Time has a way of spreading cities out and causing them to consume near-by villages. When we moved here seven years ago there was a tiny village of thatch roofed huts just down the street from us. The town stretched out and around it and kept right on growing. It seemed to pay no mind to the people already living there. It was that way with Yella, Mrs. Sim’s village.

Every other day for more than a month, our family drove the three miles to Yella to treat her granddaughter for burns on the whole of her right leg. And every time we made the short drive, I thought of all the days Mrs. Sim walked the same long, dusty roads to work and back home; to church and back home. That’s not to mention the hours spent cooking two meals a day over open flame fires, and the time bent over soapy bucket water washing clay stained clothing each week. Yes, Mrs. Sim is a good, hard working woman.

As soon as we pulled in the children came running. Mrs. Sim always met us at the rusted metal gate with a smile as bright as the African sun. “On Jaaraama!” She greeted us swinging the gate wide and shooing off cattle with a straw twig. The Fulbe are like that. They just swing the gate of their lives wide open. They share everything even if they can’t afford to.

Upwards of twenty children followed us into her courtyard where we sat on a wooden bench worn smooth by years of visitors and endless hours of afternoon conversation. I pulled out my medical supplies, and on one particular day, I lay out three extra items. They were for the high-spirited, red-eyed boy. He was short with a slightly rounded, malnourished belly. I had been watching him. One day he neighed and bucked like a horse in the stones while I debrided the girl’s burn. Another afternoon, he amused the children with wild dancing to pass the time. Though I didn’t know his real name, I dubbed him Ham.

INFORMATION SHOWN:
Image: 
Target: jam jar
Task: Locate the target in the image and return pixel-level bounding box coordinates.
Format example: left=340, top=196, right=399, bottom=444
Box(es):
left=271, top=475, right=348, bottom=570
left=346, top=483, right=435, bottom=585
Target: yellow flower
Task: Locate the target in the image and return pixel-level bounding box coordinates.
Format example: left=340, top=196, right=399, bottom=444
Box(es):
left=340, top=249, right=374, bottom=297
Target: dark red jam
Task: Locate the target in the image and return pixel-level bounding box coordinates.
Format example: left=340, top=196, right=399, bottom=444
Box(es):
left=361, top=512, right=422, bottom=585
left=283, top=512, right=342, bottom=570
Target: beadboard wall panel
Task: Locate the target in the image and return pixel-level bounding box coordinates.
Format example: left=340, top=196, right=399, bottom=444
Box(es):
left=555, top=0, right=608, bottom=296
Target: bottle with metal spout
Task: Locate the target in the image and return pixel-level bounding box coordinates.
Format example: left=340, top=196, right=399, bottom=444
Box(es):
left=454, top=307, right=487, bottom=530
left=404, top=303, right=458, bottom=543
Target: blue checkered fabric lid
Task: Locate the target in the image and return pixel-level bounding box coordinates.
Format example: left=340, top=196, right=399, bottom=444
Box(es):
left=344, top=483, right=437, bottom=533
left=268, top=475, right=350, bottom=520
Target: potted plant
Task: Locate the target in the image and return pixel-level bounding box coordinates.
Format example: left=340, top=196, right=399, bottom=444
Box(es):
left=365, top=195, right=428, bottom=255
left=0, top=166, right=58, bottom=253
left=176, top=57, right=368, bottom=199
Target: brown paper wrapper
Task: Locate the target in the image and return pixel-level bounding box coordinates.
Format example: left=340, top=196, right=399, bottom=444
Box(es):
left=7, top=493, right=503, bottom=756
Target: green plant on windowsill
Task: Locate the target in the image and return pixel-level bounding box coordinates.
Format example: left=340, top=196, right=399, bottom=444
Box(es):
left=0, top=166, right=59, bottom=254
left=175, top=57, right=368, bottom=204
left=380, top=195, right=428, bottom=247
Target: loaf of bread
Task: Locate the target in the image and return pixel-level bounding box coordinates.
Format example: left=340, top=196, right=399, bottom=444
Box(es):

DIRECTIONS:
1. In the passage about Mrs. Sim's village, what did Mrs. Sim use to shoo off the cattle at the gate?
2. From the passage about Mrs. Sim's village, write out the text that begins at the words "Upwards of twenty" and stops after the words "dubbed him Ham.".

EXPECTED OUTPUTS:
1. A straw twig.

2.
Upwards of twenty children followed us into her courtyard where we sat on a wooden bench worn smooth by years of visitors and endless hours of afternoon conversation. I pulled out my medical supplies, and on one particular day, I lay out three extra items. They were for the high-spirited, red-eyed boy. He was short with a slightly rounded, malnourished belly. I had been watching him. One day he neighed and bucked like a horse in the stones while I debrided the girl’s burn. Another afternoon, he amused the children with wild dancing to pass the time. Though I didn’t know his real name, I dubbed him Ham.